-------- Records shown --------

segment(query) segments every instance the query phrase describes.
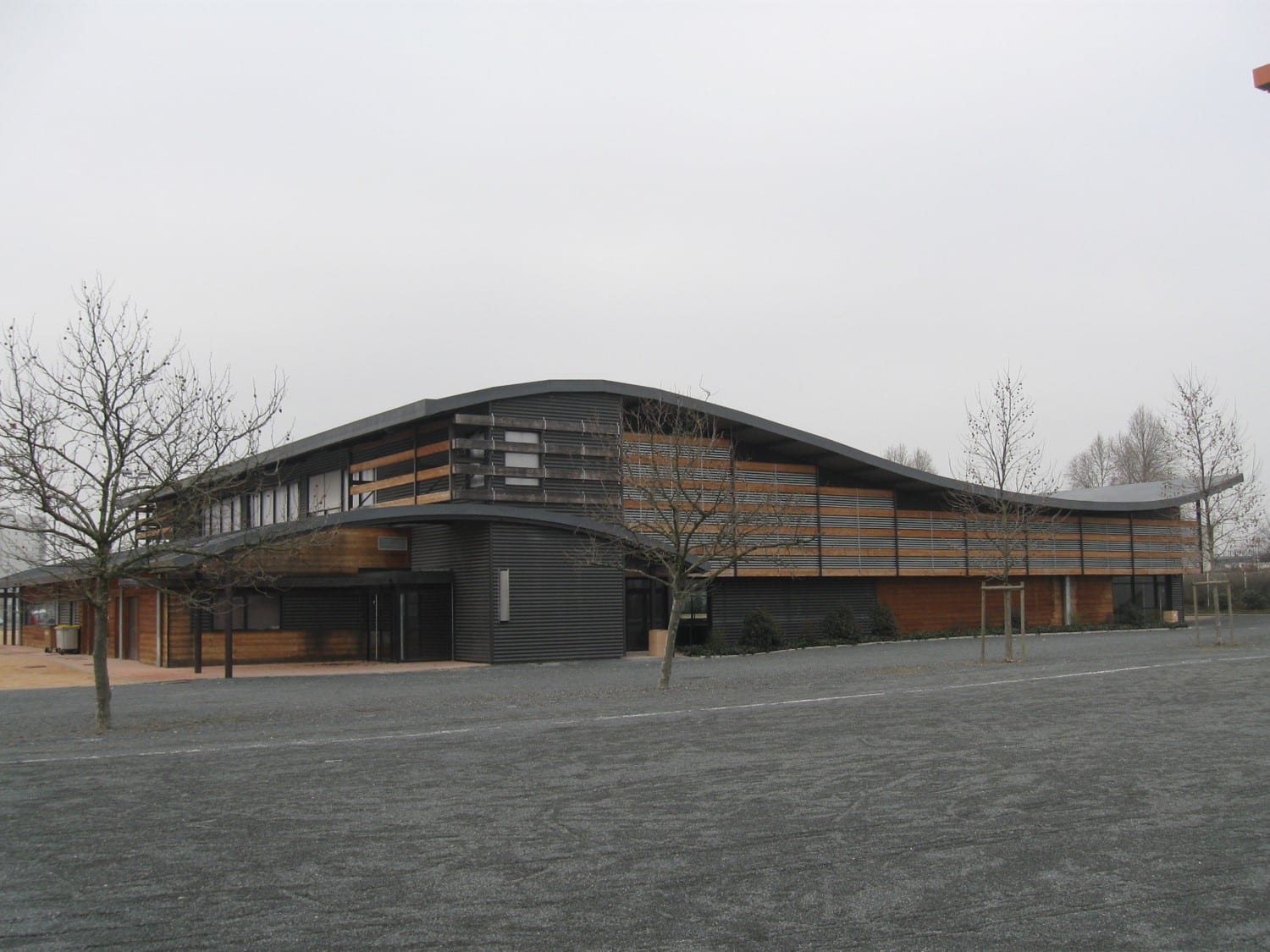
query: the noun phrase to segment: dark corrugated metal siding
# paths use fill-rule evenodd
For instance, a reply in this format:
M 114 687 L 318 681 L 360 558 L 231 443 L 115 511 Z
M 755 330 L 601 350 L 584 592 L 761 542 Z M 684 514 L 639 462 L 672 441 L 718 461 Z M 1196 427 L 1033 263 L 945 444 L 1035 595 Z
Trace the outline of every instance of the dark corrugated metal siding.
M 786 637 L 818 635 L 824 616 L 843 603 L 866 628 L 878 603 L 872 579 L 720 579 L 710 589 L 710 626 L 734 642 L 745 616 L 766 608 Z
M 488 526 L 420 526 L 410 533 L 410 567 L 453 572 L 455 660 L 494 660 Z
M 498 598 L 499 569 L 511 571 L 511 619 L 494 622 L 494 661 L 566 661 L 626 654 L 626 589 L 620 569 L 580 562 L 579 541 L 572 533 L 493 526 L 490 534 L 486 590 L 491 600 Z
M 617 448 L 617 439 L 612 433 L 602 434 L 599 428 L 616 428 L 622 420 L 621 400 L 612 393 L 541 393 L 533 397 L 521 397 L 518 400 L 502 400 L 490 404 L 489 411 L 494 416 L 513 416 L 533 419 L 541 418 L 544 424 L 542 439 L 554 446 L 568 448 L 564 453 L 542 453 L 540 465 L 550 468 L 554 476 L 541 481 L 541 490 L 545 501 L 551 509 L 578 510 L 585 508 L 582 503 L 563 503 L 550 494 L 574 493 L 602 495 L 606 487 L 616 486 L 621 479 L 621 466 L 616 457 L 603 459 L 580 454 L 584 447 Z M 568 423 L 597 424 L 596 433 L 572 433 L 554 429 L 555 420 Z M 502 437 L 505 430 L 495 428 L 494 435 Z M 527 447 L 528 449 L 528 447 Z M 530 452 L 533 452 L 530 449 Z M 504 453 L 495 451 L 491 462 L 503 465 Z M 569 479 L 565 473 L 575 472 L 578 479 Z M 493 477 L 491 485 L 503 486 L 502 477 Z

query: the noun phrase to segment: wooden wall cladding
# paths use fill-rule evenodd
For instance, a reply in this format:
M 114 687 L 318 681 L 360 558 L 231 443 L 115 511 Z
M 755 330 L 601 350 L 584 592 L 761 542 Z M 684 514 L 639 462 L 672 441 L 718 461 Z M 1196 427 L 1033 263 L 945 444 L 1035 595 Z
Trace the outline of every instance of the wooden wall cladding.
M 319 533 L 311 545 L 268 553 L 260 561 L 269 572 L 279 575 L 356 575 L 368 570 L 403 570 L 410 567 L 410 553 L 381 552 L 381 537 L 410 538 L 404 529 L 340 528 Z
M 900 631 L 978 630 L 980 619 L 980 579 L 879 579 L 878 600 L 895 614 Z M 1027 625 L 1063 623 L 1063 580 L 1026 579 Z M 1110 581 L 1106 584 L 1111 593 Z M 988 593 L 988 625 L 999 626 L 1002 594 Z M 1017 612 L 1017 600 L 1016 608 Z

--------

Update the part that opens with the line containing "query: the noun phrase to segment: wooden" and closes with the line containing "M 319 533 L" by replacing "wooden wall cladding" with "timber wall cladding" and leaving everything else unchanged. Give only those lines.

» Final result
query: the noun phrase to segment: timber wall cladding
# paths use fill-rule evenodd
For instance, a reply in this format:
M 114 687 L 318 681 L 360 558 L 231 443 L 115 511 Z
M 755 330 L 601 350 L 584 592 L 761 542 Z M 684 514 L 639 462 L 672 441 L 718 461 Z M 1196 427 L 1033 263 L 945 444 L 1035 595 Z
Trace the outline of every instance of the timber wall cladding.
M 319 533 L 311 545 L 268 553 L 260 561 L 269 572 L 279 575 L 356 575 L 368 570 L 403 570 L 410 567 L 410 553 L 381 552 L 381 537 L 410 538 L 404 529 L 340 528 Z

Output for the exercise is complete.